Go to the line that contains "Target: multi-story building" and transcribe from there to the end of the entries, that line and the last one included.

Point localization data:
*****

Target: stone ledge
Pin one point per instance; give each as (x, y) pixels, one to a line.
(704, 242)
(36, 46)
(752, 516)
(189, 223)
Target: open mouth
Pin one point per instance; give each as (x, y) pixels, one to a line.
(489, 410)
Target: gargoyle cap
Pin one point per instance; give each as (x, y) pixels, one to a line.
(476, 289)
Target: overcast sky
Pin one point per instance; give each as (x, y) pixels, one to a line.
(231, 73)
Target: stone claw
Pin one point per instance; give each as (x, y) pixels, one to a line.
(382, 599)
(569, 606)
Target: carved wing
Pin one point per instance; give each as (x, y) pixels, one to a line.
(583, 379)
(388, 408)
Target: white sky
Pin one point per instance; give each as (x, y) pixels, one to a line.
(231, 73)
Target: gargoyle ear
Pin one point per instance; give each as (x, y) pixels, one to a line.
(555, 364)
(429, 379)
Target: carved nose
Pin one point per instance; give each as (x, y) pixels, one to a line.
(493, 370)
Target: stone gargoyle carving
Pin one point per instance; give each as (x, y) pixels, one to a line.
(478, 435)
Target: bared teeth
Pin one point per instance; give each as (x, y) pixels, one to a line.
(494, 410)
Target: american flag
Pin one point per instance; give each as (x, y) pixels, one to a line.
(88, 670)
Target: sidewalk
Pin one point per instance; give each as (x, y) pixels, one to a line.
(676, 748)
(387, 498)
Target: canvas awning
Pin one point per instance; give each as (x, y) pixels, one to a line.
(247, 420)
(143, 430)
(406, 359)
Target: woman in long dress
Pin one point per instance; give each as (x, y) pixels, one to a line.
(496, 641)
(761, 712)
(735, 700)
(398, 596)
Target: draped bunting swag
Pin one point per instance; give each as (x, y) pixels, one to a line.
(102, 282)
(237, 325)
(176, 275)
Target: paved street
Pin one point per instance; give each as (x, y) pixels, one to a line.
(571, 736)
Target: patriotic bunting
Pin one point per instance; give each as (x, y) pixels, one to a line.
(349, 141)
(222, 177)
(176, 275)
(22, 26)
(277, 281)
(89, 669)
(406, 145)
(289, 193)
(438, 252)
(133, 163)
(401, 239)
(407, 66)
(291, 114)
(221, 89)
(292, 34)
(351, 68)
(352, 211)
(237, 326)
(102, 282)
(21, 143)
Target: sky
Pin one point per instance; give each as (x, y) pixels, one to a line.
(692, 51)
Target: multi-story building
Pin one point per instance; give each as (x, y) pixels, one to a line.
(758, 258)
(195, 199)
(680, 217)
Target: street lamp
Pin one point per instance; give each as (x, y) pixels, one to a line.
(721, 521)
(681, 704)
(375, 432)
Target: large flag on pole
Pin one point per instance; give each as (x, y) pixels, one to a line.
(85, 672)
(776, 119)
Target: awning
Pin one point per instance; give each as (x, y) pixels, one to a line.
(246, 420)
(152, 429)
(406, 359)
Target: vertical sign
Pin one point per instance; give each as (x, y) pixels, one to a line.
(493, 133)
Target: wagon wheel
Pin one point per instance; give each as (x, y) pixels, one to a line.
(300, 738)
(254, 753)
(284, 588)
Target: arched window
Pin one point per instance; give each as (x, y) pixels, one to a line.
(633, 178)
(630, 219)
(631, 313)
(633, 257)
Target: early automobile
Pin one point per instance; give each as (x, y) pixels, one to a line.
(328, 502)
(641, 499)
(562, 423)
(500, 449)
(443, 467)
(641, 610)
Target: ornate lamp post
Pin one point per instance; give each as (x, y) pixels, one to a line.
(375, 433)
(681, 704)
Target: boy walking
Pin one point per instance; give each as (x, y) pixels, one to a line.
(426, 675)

*****

● **Response for this exercise**:
Target: multi-story building
Pin one point per instance; give each as (x, y) pixels, one to a line.
(758, 258)
(195, 199)
(680, 217)
Target: street lamp
Pin one point per instance; give each as (x, y) pixels, one to a line.
(721, 521)
(681, 704)
(375, 432)
Target: large flag on pole
Pin one point per instance; give each as (x, y) pixels, one to a line.
(85, 672)
(776, 119)
Target: awning
Pin one point per instance; give each as (x, y) pixels, one to a line.
(246, 420)
(152, 429)
(406, 359)
Target: vertical sign
Pin one point per instance; give each as (x, y) pixels, one to a line.
(493, 133)
Target: wagon wheel
Pin one point per instance; give each as (x, y) pixels, one to a line.
(300, 738)
(254, 753)
(284, 588)
Target: arched window
Pin one point per instance; give each as (x, y) pixels, one to a line.
(633, 178)
(630, 219)
(631, 313)
(633, 257)
Target: early automobile
Pin one point per instance; give each as (x, y) pixels, one to a line.
(328, 502)
(641, 499)
(562, 423)
(500, 449)
(443, 467)
(641, 610)
Target: ornate lamp post
Pin one point per instance; give each as (x, y) pixels, one to a line.
(375, 433)
(681, 704)
Target: boy walking
Pin one point per instance; give each as (x, y) pixels, one to a line.
(426, 675)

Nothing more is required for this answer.